■ EXERCISE INSTRUCTIONS
Rewrite each line of the items below as one numbered list, omitting blank lines.

■ RECORDS FOR THE TASK

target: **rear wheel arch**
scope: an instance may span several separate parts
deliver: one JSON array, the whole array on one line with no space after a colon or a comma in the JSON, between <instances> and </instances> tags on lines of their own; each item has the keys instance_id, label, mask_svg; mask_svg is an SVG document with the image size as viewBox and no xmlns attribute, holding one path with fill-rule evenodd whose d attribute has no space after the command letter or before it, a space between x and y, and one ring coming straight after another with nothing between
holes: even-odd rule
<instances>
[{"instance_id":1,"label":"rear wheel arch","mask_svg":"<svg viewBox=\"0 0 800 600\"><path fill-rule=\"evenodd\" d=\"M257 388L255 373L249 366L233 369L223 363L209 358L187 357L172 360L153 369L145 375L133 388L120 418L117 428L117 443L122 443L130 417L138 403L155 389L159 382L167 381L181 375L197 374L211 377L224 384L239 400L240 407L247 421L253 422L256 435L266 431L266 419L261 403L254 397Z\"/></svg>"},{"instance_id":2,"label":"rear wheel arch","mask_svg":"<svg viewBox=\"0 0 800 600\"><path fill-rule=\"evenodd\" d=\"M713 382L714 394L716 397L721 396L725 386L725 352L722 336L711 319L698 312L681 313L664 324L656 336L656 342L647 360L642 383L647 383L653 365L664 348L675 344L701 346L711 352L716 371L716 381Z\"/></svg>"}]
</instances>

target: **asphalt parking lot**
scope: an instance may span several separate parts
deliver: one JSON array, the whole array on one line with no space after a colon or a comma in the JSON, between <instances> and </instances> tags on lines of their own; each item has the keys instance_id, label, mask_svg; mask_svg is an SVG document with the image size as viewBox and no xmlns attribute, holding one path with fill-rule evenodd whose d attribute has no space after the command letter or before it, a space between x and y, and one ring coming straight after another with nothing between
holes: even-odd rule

■ SOLUTION TO THIS TASK
1. target: **rear wheel arch**
2. scope: an instance may span several separate parts
3. deliver: one JSON array, the whole array on one line with no space after a colon or a comma in the JSON, between <instances> and </instances> tags on lines of their own; each item has the keys instance_id, label, mask_svg; mask_svg is an SVG document with the image size as viewBox and no xmlns attribute, holding one path with fill-rule evenodd whose d attribute has no space after the command letter or before it, a space between x and y, and one ring coming straight after another with nothing between
4. holes: even-odd rule
5. <instances>
6. [{"instance_id":1,"label":"rear wheel arch","mask_svg":"<svg viewBox=\"0 0 800 600\"><path fill-rule=\"evenodd\" d=\"M257 388L255 373L249 366L233 369L223 363L209 358L187 357L172 360L153 369L145 375L133 388L120 418L117 428L117 443L122 443L130 417L138 403L155 389L159 382L167 381L181 375L197 374L211 377L224 384L239 400L240 407L247 421L253 422L256 435L266 431L266 419L261 403L254 397Z\"/></svg>"},{"instance_id":2,"label":"rear wheel arch","mask_svg":"<svg viewBox=\"0 0 800 600\"><path fill-rule=\"evenodd\" d=\"M713 382L714 394L716 397L721 396L725 386L725 352L722 336L711 319L698 312L681 313L664 324L656 336L656 342L647 360L642 383L647 383L653 365L664 348L675 344L701 346L711 352L716 371L716 381Z\"/></svg>"}]
7. </instances>
8. target: **asphalt parking lot**
9. scope: an instance may span several separate parts
10. deliver: one JSON array, the whole array on one line with no space after a colon or a comma in the JSON, between <instances> and </instances> tags on lines of their own; each item has the keys instance_id, label, mask_svg; mask_svg is an SVG document with the image size as viewBox and no xmlns attribute, holding one path with fill-rule evenodd whose d attribute has no space after the command letter or before it, a space between x and y, and one ring coming straight after another with nothing between
11. holes: even-odd rule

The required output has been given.